[Exercise prompt] Select every line in the entries below that contains the word "hair", and copy those lines out.

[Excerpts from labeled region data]
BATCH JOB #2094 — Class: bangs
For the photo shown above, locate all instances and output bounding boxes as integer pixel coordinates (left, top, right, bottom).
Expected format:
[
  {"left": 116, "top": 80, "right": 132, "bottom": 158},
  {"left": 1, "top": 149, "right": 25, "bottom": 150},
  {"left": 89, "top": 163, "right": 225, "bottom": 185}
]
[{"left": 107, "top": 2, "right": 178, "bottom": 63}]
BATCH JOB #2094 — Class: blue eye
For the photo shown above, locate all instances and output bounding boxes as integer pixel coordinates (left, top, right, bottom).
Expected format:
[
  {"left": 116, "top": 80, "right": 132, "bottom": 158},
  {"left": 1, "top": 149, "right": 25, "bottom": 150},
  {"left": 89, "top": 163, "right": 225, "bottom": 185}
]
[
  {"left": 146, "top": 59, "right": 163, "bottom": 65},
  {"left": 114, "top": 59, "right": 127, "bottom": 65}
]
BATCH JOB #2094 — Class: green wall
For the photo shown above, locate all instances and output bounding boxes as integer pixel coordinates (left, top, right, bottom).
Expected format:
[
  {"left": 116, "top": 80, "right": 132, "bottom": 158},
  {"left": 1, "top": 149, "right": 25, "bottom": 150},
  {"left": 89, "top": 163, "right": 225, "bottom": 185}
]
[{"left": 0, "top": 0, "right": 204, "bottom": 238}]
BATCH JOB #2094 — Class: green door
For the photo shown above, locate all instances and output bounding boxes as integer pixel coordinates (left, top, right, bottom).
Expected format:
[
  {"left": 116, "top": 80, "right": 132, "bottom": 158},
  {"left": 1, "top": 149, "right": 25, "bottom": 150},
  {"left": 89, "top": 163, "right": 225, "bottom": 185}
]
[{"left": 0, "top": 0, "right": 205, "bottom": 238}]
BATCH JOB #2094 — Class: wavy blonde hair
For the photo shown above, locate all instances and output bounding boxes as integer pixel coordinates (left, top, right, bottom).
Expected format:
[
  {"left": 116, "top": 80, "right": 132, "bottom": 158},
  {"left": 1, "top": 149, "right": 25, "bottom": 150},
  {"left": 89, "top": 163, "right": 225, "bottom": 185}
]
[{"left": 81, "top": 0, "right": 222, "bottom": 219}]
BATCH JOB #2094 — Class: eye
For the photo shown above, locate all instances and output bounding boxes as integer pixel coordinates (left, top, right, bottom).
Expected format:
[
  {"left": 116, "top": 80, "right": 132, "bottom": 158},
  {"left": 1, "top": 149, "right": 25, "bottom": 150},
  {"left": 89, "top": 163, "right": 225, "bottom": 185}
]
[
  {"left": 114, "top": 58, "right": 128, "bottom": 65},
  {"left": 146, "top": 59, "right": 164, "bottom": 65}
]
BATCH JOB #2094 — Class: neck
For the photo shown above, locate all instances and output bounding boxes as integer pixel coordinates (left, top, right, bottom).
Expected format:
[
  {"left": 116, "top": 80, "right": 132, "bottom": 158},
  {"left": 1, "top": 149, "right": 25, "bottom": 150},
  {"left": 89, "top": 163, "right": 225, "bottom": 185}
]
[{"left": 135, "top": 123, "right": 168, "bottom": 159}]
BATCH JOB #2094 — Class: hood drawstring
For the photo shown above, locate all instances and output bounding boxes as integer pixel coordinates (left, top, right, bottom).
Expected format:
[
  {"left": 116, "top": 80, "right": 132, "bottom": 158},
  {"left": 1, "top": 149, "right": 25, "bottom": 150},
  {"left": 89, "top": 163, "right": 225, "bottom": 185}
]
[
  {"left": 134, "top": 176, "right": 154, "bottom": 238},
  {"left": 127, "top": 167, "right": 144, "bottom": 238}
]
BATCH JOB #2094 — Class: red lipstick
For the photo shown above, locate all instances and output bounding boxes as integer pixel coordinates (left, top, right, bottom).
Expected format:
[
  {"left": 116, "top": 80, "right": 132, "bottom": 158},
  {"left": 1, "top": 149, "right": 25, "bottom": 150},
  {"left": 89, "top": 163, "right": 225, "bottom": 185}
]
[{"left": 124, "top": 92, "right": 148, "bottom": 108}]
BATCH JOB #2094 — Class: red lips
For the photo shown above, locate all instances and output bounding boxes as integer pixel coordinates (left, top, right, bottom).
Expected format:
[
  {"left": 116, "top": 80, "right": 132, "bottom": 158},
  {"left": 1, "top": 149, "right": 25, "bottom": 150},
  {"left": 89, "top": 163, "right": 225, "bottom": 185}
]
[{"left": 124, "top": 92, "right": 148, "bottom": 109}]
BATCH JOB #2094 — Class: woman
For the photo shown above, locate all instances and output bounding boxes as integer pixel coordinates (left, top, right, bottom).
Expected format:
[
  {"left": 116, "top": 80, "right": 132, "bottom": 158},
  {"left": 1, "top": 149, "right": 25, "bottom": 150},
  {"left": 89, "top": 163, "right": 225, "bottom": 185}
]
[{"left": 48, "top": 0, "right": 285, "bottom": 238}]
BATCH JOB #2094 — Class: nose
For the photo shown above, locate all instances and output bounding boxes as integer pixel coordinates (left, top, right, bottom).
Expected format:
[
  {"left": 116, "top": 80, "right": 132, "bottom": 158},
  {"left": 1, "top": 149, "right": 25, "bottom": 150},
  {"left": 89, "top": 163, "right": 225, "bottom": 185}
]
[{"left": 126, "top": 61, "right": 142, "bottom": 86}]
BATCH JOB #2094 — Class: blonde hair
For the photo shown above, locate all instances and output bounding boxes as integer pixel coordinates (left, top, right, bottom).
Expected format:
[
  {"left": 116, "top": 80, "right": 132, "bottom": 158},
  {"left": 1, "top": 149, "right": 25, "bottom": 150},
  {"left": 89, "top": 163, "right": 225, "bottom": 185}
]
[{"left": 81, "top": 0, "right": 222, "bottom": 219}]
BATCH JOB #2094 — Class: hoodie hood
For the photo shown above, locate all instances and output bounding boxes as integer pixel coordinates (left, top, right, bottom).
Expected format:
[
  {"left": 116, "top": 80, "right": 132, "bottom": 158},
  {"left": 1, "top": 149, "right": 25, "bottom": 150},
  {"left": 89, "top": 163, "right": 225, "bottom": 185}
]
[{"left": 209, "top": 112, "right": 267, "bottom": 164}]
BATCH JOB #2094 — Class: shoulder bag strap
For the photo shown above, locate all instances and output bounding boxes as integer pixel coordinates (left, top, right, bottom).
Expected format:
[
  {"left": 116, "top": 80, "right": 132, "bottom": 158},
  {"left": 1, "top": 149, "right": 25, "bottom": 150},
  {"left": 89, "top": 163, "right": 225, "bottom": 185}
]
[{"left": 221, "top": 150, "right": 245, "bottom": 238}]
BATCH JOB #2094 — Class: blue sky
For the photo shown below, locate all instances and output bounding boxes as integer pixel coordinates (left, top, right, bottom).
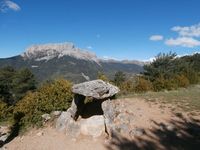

[Written response]
BATCH JOB #2094 — Class: wavy blonde hair
BATCH JOB #2094 — Class: blonde hair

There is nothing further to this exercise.